[DO THIS] According to the passage on workplace learning, how many updates to U.S. employee benefit regulations, rulings and other guidance did the International Foundation of Employee Benefit Plans list in the first nine months of 2013?

The practice of equipping workers with the intellectual tools they need for their job, whether it is learning, training or instructing, remains critical to an organization’s success. But while learning is still necessary, it’s time to rethink our conventional approaches — particularly when more efficient and effective methods exist.
We live in a world with constant information streams and increasing agility. With the emergence of big data analytics, businesses will be challenged with providing “blink of an eye” business intelligence, and even more rapid decision-making. New regulations also are a challenge. In 2012, The U.S. Securities and Exchange Commission issued more than 20 final rules, while The International Foundation of Employee Benefit Plans website listed nearly 140 updates to U.S. employee benefit regulations, rulings and other guidance in just the first nine months of 2013.
What does this mean for the expected shelf life of traditional classroom training or even modern eLearning content? Much like the proverbial new car that loses value as soon as it’s driven off the lot, the piles of oversized courses produced by human resources teams may start losing value upon publication. Volumes of dense, static learning content are increasingly out-of-touch in the modern, real-time big data enterprise, and the following are just a few ways this approach can go wrong:
· Poor reaction to lengthy courses that divert employees from meaningful work: Most of a worker’s knowledge is learned on the job. When you’re working, you’re learning. If your employees are sitting through hours of training (in a classroom or online), they may start to wonder: “What am I accomplishing?” And when training takes these employees away from their jobs, the executive suite may wonder: “What am I getting?” or “Is this really meaningful?”
· Inability to absorb the intended knowledge when complex information is delivered en masse. Our brains simply aren’t wired for it. Studies by psychologists George A. Miller, Nelson Cowan and others suggest that there are limits to human cognition; there’s only so much our brains can absorb at any given time. Delivering oversized courses runs counter to how we learn.
· Failure to apply learning when the lessons aren’t relevant to employees and their job. This is particularly true when there’s a high degree of specialization in the workforce. One size doesn’t fit all. And making a course “comprehensive” by adding more content means more hours away from the job, and more information for the learner’s brain to try (and fail) to absorb.
· Organizations can’t realize a return on their learning investment if the participants don’t benefit. Keeping pace with the latest and greatest information is hard enough. We make the job harder (and more expensive) when we create massive libraries of learning courses that fail to deliver for our workers.
So, what does a healthy learning diet look like? Not surprisingly, the answer is smaller portions.

[DATA SHOWN]
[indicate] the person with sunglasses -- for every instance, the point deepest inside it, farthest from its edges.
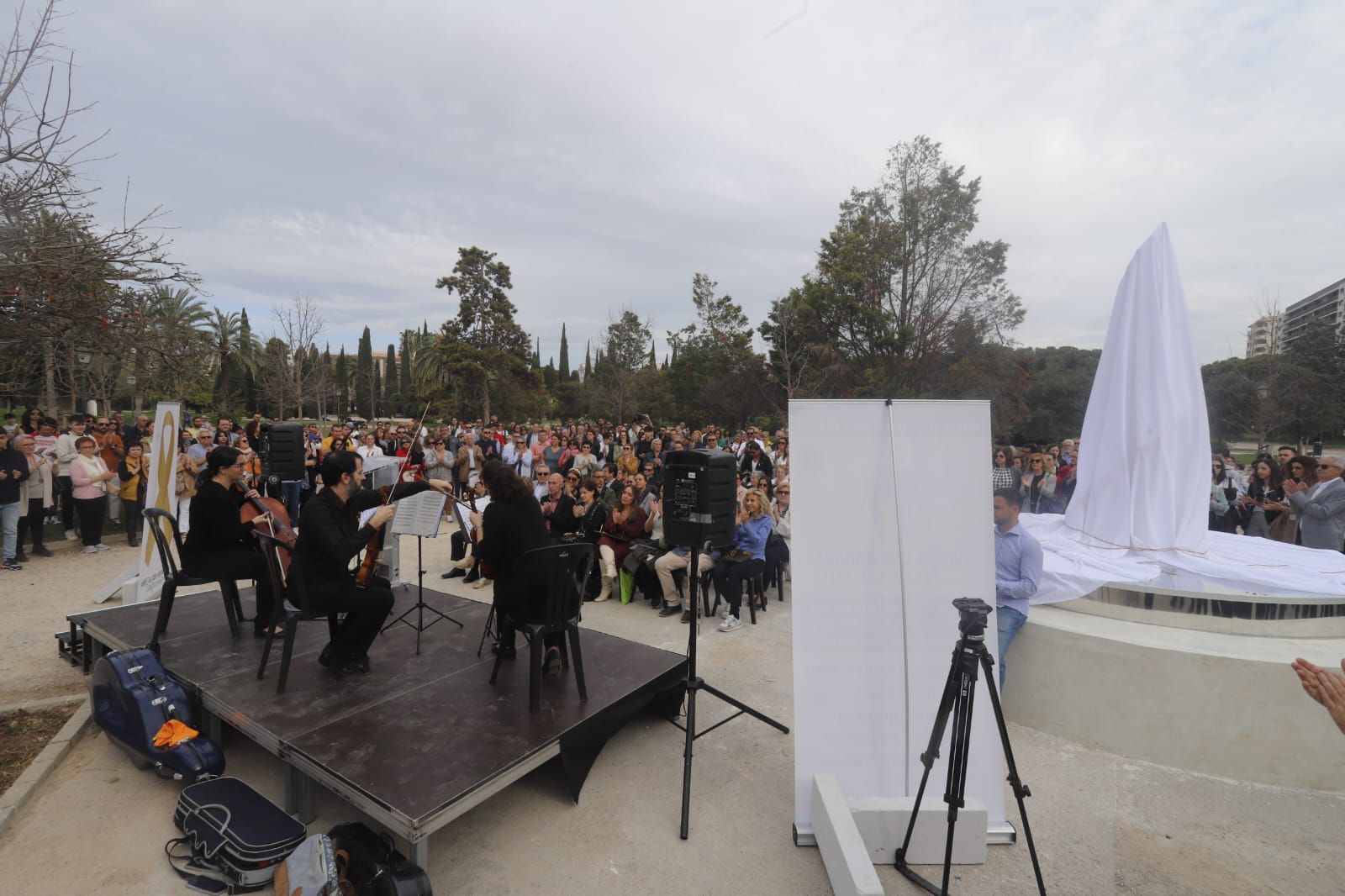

[OUTPUT BELOW] Nearly 140